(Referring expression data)
§ §
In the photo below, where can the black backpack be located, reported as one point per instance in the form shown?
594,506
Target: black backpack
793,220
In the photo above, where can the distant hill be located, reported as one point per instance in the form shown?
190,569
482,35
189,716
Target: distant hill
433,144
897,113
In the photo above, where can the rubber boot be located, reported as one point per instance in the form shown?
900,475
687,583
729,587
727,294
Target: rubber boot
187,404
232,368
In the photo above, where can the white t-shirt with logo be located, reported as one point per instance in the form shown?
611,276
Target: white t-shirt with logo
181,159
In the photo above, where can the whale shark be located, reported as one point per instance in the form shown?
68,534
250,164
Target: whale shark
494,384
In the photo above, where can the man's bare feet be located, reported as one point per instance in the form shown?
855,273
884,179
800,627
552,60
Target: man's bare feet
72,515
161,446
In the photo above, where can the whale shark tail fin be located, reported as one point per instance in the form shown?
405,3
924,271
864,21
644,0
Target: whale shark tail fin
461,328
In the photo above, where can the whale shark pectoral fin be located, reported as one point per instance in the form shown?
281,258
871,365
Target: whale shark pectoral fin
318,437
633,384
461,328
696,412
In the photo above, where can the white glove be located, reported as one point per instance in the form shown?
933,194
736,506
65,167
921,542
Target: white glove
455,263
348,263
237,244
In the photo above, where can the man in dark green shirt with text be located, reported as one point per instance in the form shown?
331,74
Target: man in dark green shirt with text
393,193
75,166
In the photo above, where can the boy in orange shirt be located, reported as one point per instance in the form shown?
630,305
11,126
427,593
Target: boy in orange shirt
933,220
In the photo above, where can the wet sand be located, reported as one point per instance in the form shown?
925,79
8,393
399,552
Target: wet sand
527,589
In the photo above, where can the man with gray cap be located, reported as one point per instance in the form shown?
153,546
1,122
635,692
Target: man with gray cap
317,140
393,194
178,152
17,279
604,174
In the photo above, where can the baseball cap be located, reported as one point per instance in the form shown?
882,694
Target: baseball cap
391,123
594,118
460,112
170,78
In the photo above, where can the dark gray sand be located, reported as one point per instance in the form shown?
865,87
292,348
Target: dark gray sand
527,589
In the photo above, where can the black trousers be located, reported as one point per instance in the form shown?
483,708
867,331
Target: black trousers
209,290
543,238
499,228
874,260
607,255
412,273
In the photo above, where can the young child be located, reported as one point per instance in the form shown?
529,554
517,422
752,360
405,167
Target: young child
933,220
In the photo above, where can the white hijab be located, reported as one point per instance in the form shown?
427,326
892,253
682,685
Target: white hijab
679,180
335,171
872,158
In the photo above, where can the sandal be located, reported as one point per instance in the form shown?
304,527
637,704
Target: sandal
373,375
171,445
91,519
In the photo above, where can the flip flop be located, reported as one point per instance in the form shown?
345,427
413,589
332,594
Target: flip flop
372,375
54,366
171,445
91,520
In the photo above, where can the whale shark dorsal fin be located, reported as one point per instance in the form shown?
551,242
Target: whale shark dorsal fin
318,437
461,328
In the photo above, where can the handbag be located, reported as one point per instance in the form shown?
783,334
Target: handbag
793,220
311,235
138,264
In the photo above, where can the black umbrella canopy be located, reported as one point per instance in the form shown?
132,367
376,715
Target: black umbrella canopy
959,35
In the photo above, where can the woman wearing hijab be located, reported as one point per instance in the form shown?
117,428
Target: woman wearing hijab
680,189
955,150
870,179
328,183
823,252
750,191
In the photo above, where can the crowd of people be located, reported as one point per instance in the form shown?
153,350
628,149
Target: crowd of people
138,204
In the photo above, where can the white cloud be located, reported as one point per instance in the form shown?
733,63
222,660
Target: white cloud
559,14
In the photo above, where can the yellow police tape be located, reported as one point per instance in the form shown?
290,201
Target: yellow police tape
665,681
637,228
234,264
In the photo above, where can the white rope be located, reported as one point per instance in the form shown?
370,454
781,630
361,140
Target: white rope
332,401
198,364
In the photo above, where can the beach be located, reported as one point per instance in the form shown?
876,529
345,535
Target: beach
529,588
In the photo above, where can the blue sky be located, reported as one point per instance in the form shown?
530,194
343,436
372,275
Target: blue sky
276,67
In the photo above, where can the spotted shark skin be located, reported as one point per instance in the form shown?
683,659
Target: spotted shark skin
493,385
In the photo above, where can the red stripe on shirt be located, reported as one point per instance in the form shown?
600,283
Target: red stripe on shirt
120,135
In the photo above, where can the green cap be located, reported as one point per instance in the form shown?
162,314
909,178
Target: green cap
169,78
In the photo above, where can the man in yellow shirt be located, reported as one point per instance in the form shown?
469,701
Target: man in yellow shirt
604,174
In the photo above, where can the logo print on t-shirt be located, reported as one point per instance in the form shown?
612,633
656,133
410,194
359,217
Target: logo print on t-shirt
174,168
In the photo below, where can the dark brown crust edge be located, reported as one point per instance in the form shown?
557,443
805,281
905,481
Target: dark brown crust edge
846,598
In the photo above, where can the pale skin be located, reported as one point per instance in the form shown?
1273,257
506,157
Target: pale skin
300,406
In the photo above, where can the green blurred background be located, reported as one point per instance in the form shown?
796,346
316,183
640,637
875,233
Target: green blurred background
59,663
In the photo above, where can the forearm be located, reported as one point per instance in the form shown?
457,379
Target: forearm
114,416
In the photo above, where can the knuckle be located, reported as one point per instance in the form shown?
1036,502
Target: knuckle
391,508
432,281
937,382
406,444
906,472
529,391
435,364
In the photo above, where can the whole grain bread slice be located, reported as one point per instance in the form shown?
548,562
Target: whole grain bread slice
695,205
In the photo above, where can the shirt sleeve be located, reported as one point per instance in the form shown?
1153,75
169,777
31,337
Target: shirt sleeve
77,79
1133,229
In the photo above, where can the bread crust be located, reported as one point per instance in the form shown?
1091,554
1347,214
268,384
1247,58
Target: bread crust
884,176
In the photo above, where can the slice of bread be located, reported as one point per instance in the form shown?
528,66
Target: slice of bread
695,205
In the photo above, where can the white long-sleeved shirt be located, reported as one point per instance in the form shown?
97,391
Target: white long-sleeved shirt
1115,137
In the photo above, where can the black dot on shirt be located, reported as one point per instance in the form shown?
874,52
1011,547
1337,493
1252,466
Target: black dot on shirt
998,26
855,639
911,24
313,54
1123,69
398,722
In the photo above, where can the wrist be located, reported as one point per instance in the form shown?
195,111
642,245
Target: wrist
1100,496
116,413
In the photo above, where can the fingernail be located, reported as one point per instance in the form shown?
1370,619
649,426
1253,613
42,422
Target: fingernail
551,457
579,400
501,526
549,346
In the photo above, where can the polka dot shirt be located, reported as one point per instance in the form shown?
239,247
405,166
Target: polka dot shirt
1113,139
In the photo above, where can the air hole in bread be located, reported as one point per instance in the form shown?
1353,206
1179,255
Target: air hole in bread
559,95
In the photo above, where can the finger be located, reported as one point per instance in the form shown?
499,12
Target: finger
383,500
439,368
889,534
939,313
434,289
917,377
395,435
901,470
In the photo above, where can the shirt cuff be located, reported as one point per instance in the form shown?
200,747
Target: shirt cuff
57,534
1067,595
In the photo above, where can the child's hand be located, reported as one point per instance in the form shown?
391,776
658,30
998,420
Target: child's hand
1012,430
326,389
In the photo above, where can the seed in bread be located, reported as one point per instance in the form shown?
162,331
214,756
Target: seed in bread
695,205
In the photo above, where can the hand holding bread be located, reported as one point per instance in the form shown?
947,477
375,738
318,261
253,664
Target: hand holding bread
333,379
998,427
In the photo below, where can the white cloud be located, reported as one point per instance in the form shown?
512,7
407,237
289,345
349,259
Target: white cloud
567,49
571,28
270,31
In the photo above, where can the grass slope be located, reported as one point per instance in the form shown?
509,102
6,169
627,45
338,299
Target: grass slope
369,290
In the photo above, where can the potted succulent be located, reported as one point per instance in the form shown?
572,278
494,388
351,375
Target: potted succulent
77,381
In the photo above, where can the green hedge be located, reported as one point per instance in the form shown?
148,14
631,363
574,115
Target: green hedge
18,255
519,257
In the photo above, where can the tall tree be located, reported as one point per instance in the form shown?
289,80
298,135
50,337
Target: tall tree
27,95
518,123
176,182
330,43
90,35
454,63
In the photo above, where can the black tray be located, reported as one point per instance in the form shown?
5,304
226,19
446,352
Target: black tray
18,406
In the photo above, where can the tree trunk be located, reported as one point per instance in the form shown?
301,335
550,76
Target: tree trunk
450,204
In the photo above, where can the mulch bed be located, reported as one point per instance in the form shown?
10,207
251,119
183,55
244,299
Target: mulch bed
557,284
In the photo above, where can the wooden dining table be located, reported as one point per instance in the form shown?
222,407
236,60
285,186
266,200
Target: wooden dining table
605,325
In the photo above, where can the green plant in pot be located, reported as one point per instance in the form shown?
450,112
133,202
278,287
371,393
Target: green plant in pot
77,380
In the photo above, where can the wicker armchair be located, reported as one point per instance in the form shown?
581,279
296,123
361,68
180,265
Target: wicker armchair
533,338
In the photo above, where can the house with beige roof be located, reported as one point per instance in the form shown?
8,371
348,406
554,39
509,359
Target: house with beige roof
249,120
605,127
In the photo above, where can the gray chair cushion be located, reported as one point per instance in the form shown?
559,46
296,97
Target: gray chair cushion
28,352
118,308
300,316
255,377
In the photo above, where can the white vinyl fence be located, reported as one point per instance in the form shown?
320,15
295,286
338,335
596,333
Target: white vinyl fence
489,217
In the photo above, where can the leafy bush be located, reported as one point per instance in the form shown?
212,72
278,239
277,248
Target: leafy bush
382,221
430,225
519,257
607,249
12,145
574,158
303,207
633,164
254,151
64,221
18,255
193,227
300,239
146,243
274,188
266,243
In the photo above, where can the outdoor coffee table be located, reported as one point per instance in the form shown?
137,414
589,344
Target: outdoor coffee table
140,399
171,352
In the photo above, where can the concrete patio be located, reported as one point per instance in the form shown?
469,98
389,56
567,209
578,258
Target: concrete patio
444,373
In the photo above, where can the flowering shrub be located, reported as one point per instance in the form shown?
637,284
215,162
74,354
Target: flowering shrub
§ §
* **WORK TO COMPLETE**
Copy out every line of the data where the word "shrub" occurs.

* **YOUR SOLUTION**
In the photo above, where can the flowering shrub be located, reported as one point per instance in the form shown?
Target: flowering shrub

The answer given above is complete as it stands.